WHAT NEEDS TO BE DONE
Below is a set of entries. Print the line that contains "point_to annotates the dog in" and every later line word for word, through the final one.

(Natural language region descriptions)
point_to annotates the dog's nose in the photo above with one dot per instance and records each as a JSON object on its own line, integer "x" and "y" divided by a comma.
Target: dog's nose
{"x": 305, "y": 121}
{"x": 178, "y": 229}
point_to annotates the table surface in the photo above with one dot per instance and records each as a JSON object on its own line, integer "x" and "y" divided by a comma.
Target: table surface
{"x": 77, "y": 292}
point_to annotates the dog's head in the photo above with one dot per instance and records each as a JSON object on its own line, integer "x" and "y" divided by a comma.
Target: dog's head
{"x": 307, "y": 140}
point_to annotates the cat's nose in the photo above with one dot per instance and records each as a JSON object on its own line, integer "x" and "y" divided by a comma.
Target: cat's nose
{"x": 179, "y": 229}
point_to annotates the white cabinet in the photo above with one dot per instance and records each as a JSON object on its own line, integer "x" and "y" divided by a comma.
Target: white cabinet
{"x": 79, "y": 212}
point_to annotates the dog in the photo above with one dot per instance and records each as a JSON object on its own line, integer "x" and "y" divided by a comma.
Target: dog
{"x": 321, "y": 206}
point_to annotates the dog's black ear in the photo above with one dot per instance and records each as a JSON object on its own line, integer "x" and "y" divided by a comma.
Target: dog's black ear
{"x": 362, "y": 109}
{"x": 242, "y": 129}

FINISHED TASK
point_to annotates the dog in the photo above with one dot per instance and records each as a JSON object on its own line, integer "x" and "y" divided by a comma.
Target: dog
{"x": 321, "y": 206}
point_to annotates the dog's black ear in the photo above with one dot per instance and records each as a JSON object on its own line, integer "x" and "y" divided by a comma.
Target: dog's black ear
{"x": 362, "y": 109}
{"x": 242, "y": 129}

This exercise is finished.